Repeat the data below in full. Pictures must not be part of the copy.

--- START ---

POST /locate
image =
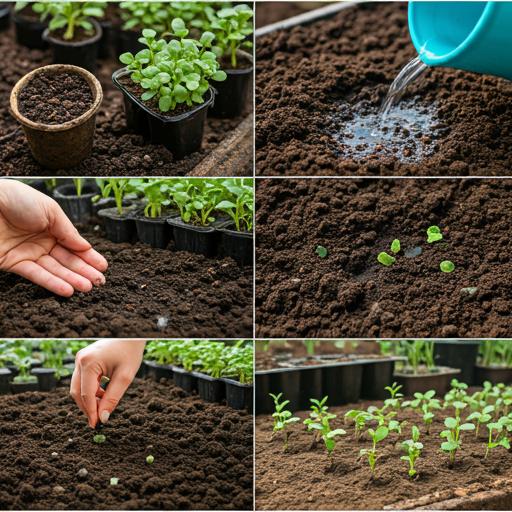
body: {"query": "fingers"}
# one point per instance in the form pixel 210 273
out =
pixel 42 277
pixel 116 388
pixel 77 266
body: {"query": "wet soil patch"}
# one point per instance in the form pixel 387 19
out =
pixel 148 293
pixel 202 453
pixel 117 151
pixel 55 99
pixel 349 293
pixel 303 479
pixel 307 77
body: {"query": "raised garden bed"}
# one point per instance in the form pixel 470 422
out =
pixel 349 293
pixel 203 453
pixel 148 293
pixel 313 79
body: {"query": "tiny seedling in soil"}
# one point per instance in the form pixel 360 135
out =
pixel 378 435
pixel 447 266
pixel 413 447
pixel 385 259
pixel 282 418
pixel 321 251
pixel 434 234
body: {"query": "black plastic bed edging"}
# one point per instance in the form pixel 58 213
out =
pixel 344 383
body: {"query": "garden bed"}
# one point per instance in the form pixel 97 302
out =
pixel 202 453
pixel 312 80
pixel 301 478
pixel 117 151
pixel 349 293
pixel 148 293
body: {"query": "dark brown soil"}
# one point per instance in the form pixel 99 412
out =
pixel 349 293
pixel 345 65
pixel 302 478
pixel 202 453
pixel 117 151
pixel 55 99
pixel 196 296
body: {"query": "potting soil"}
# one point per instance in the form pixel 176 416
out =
pixel 202 453
pixel 148 293
pixel 311 81
pixel 349 293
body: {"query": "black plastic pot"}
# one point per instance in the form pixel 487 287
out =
pixel 77 208
pixel 239 396
pixel 5 378
pixel 210 389
pixel 83 54
pixel 45 378
pixel 119 228
pixel 181 135
pixel 232 93
pixel 239 246
pixel 154 231
pixel 29 31
pixel 23 387
pixel 185 380
pixel 159 371
pixel 458 354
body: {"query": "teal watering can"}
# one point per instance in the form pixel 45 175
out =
pixel 474 36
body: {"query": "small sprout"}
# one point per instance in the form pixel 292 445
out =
pixel 385 259
pixel 321 251
pixel 434 234
pixel 447 266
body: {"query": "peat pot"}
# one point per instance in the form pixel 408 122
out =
pixel 184 380
pixel 64 145
pixel 45 378
pixel 181 134
pixel 83 54
pixel 232 93
pixel 438 381
pixel 495 375
pixel 209 388
pixel 77 208
pixel 29 30
pixel 238 395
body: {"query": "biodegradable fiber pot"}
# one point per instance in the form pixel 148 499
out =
pixel 83 54
pixel 77 208
pixel 64 145
pixel 181 135
pixel 232 93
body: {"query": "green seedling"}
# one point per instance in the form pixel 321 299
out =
pixel 452 435
pixel 282 418
pixel 413 448
pixel 434 234
pixel 377 435
pixel 447 266
pixel 385 259
pixel 321 251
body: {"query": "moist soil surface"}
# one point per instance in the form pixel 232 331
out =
pixel 117 151
pixel 55 99
pixel 202 453
pixel 310 81
pixel 186 294
pixel 349 293
pixel 302 478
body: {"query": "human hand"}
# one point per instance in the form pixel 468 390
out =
pixel 40 243
pixel 119 360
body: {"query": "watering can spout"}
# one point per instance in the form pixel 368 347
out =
pixel 474 36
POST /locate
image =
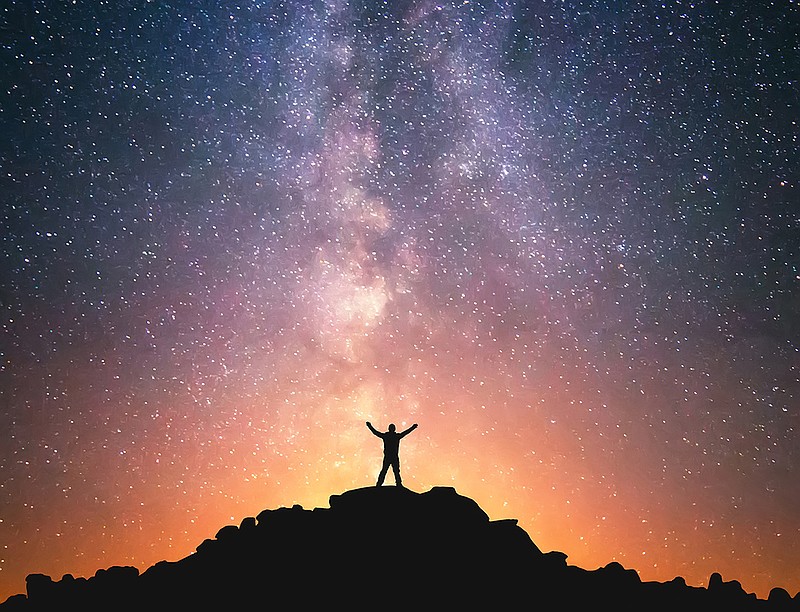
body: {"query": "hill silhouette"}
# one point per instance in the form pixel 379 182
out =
pixel 380 548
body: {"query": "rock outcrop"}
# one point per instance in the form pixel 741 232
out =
pixel 380 548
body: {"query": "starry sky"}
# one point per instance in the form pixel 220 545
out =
pixel 562 236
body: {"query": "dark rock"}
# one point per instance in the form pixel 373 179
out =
pixel 380 546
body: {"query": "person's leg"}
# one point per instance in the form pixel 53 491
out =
pixel 384 469
pixel 396 467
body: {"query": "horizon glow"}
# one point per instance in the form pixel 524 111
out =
pixel 562 237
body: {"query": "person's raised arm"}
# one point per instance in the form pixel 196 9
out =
pixel 409 430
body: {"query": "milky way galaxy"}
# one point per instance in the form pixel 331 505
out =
pixel 562 236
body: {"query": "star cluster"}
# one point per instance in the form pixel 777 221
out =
pixel 561 236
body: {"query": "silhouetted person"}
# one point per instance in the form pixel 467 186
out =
pixel 391 449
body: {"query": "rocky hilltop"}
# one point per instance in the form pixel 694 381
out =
pixel 380 548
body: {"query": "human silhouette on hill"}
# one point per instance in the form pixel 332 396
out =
pixel 391 450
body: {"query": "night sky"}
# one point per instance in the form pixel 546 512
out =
pixel 562 236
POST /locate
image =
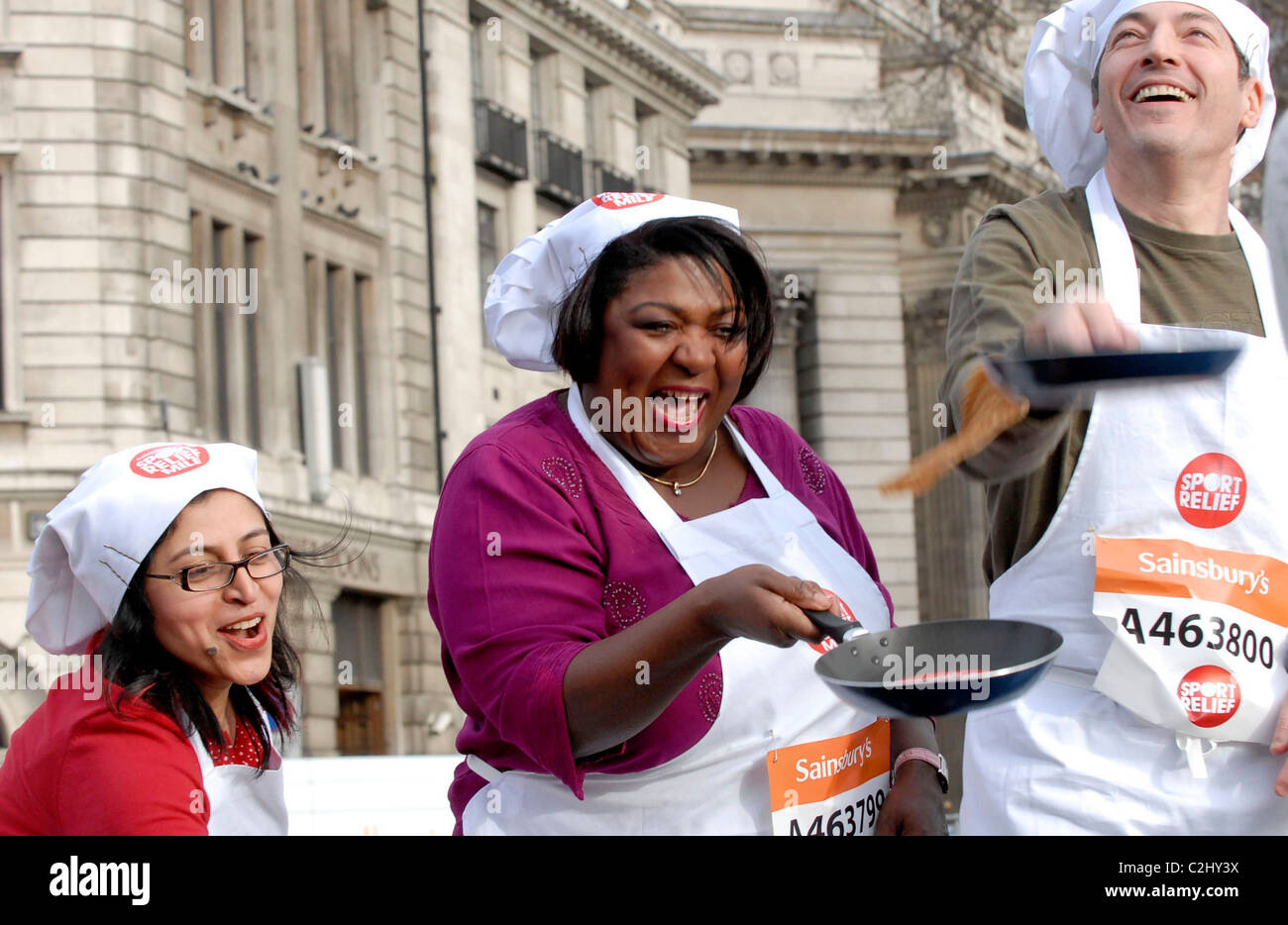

--- END ---

→ ANSWER
POST /locate
image =
body: {"query": "fingers"}
# one point per instance in the form pixel 210 273
out =
pixel 42 277
pixel 116 388
pixel 77 266
body: {"query": "wet soil patch"}
# one point per instance in the form pixel 387 19
out =
pixel 148 293
pixel 202 453
pixel 117 151
pixel 55 99
pixel 349 293
pixel 303 479
pixel 307 77
body: {"query": "raised garden bed"}
# one point per instance in the form pixel 470 422
out =
pixel 349 293
pixel 203 453
pixel 148 293
pixel 313 79
body: {"query": "tiny seedling in soil"}
# one point per instance in the form pixel 360 135
out =
pixel 378 435
pixel 447 266
pixel 413 447
pixel 385 259
pixel 282 418
pixel 321 251
pixel 434 234
body: {"query": "black plastic bed edging"}
# one point per instance in the form pixel 58 213
out =
pixel 344 383
body: {"query": "garden bed"}
# one point per instance in the form pixel 97 302
out =
pixel 202 453
pixel 312 80
pixel 301 478
pixel 117 151
pixel 349 293
pixel 148 293
body: {"query": "dark brown soil"}
# one point per instance in the form pixel 99 412
out =
pixel 349 293
pixel 345 65
pixel 302 478
pixel 202 453
pixel 117 151
pixel 55 99
pixel 196 296
body: {"query": "potting soil"}
# one point per instance in the form pixel 176 416
out =
pixel 202 453
pixel 148 293
pixel 311 81
pixel 349 293
body: {"query": "black plastic pot"}
# one point per instance in the form pixel 487 287
out =
pixel 77 208
pixel 239 396
pixel 5 378
pixel 210 389
pixel 83 54
pixel 45 378
pixel 119 228
pixel 181 135
pixel 232 93
pixel 239 246
pixel 154 231
pixel 29 31
pixel 23 387
pixel 185 380
pixel 159 371
pixel 458 354
body: {"query": "teal watering can"}
# one point per instance in the form pixel 45 175
out =
pixel 474 36
body: {"query": "small sprout"}
# one point per instance in the form pixel 292 445
out =
pixel 385 259
pixel 321 251
pixel 434 234
pixel 447 266
body: {"query": "peat pot"}
# one point per instance in the form pixel 408 122
out =
pixel 184 380
pixel 64 145
pixel 45 378
pixel 181 134
pixel 83 54
pixel 232 93
pixel 438 381
pixel 495 375
pixel 209 388
pixel 77 208
pixel 29 30
pixel 238 395
body: {"query": "biodegradable fiber pot"}
# one point per instance in the form pixel 148 499
out =
pixel 83 54
pixel 77 208
pixel 64 145
pixel 181 135
pixel 232 93
body: {"query": "green seedling"}
# one point per instance in the form pixel 321 299
out =
pixel 452 435
pixel 282 418
pixel 413 448
pixel 434 234
pixel 377 435
pixel 447 266
pixel 385 259
pixel 321 251
body: {"query": "moist soil surface"}
# one point per instance in the form pixel 232 331
out =
pixel 117 151
pixel 55 99
pixel 202 453
pixel 310 81
pixel 186 294
pixel 349 293
pixel 302 478
body: {"query": "human hand"}
# one point per instance in the form pixel 468 390
out =
pixel 40 243
pixel 119 360
body: {"query": "watering can spout"}
# one point per instance in the form pixel 368 347
out =
pixel 474 36
POST /locate
image =
body: {"query": "hill silhouette"}
# one point per instance in the form pixel 379 182
out =
pixel 380 548
body: {"query": "rock outcrop"}
# one point per instance in the form pixel 741 232
out =
pixel 380 548
body: {"query": "starry sky"}
# one point per instance in the form pixel 220 545
out =
pixel 562 236
body: {"query": "dark rock"}
# one point per instance in the form pixel 373 179
out =
pixel 380 546
body: {"query": "person's leg"}
# one point per instance in the form pixel 53 491
out =
pixel 384 469
pixel 396 467
body: {"query": "horizon glow"}
# one point per instance in the form pixel 524 111
out =
pixel 562 237
body: {"query": "person's raised arm"}
# one point per instance in the form pixel 196 9
out =
pixel 409 430
body: {"query": "milky way galaxy"}
# one point per instance in the form pixel 331 505
out =
pixel 562 236
body: {"query": "star cluster"}
# one point per instance in the form pixel 777 221
out =
pixel 561 236
body: {"query": "silhouetted person"}
# one point per instance in the form pixel 467 186
out =
pixel 391 449
body: {"query": "rocky hilltop"}
# one point per instance in the form pixel 694 381
out =
pixel 380 548
body: {"query": "human silhouette on hill"}
# one point per instance in the form pixel 332 396
out =
pixel 391 450
body: {"query": "night sky"}
# one point per instance in the form pixel 546 512
out =
pixel 562 236
POST /locate
image =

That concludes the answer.